Aim of the exercise:
Pull out each line of the data below that contains the word "soil", and copy those lines unchanged.
====== Stored data ======
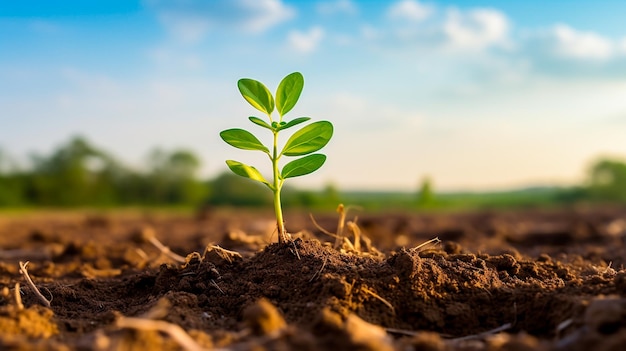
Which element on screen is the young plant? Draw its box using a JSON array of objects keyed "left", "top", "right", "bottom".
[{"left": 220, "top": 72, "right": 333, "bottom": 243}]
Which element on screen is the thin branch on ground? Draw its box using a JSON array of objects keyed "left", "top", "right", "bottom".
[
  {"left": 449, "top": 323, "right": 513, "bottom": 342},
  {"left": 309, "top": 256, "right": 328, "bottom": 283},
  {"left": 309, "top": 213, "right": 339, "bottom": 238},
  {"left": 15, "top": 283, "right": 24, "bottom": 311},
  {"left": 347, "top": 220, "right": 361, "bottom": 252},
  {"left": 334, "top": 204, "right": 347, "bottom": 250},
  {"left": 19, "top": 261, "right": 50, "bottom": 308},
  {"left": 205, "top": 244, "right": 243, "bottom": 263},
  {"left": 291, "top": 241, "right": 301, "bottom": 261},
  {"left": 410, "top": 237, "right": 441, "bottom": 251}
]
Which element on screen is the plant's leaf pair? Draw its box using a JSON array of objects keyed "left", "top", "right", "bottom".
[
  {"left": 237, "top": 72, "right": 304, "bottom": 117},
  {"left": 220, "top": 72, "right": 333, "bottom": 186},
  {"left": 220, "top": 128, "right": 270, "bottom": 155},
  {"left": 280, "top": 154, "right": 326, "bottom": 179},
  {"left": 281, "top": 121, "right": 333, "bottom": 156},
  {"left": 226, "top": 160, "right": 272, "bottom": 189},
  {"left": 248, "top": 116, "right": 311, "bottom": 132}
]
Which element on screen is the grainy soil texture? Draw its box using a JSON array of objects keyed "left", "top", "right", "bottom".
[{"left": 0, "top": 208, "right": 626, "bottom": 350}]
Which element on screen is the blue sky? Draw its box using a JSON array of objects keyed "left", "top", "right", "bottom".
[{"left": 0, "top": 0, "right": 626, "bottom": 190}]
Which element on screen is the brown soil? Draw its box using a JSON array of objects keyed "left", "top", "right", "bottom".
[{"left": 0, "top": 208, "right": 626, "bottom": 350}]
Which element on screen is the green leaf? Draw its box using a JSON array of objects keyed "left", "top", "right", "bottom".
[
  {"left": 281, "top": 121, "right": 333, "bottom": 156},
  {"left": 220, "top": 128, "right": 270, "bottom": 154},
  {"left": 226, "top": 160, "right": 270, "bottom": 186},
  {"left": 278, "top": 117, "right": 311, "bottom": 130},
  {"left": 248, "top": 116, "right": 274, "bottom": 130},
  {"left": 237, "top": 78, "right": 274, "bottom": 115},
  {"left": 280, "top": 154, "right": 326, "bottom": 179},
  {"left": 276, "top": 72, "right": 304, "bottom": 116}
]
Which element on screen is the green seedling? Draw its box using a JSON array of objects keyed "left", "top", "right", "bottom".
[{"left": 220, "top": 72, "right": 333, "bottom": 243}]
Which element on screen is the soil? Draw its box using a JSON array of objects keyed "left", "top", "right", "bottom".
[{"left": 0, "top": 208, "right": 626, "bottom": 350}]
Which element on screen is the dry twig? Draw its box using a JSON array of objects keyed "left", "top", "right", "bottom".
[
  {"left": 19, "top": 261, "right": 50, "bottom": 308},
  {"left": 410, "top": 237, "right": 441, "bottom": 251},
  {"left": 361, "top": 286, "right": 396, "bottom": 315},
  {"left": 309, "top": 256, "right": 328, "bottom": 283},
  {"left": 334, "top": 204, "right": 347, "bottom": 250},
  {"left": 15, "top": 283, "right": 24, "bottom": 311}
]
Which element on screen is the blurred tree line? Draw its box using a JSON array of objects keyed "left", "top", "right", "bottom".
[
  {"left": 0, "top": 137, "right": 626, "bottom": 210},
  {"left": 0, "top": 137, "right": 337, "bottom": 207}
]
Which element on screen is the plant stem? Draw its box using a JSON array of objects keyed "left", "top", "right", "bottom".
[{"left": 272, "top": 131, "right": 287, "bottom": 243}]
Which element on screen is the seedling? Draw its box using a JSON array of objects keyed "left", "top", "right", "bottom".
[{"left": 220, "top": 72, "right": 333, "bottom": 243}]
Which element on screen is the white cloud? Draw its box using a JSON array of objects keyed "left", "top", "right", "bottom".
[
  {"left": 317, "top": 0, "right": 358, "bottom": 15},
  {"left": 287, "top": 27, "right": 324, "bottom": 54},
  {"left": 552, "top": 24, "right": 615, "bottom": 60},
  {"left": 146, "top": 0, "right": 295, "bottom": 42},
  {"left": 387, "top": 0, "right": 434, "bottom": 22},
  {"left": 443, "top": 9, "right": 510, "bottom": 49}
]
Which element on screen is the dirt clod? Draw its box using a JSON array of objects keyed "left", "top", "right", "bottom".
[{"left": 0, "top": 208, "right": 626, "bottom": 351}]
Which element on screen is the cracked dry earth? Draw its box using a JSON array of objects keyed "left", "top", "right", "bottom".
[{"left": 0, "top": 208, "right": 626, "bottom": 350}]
======
Answer to the problem:
Which element on screen is the grainy soil texture? Draw its box using a JSON array of objects keyed "left", "top", "right", "bottom".
Which element on screen is the brown soil? Draw its box using a JSON array of objects keyed "left", "top", "right", "bottom".
Which element on screen is the soil? Draw its box using a JSON array of objects keyed "left", "top", "right", "bottom".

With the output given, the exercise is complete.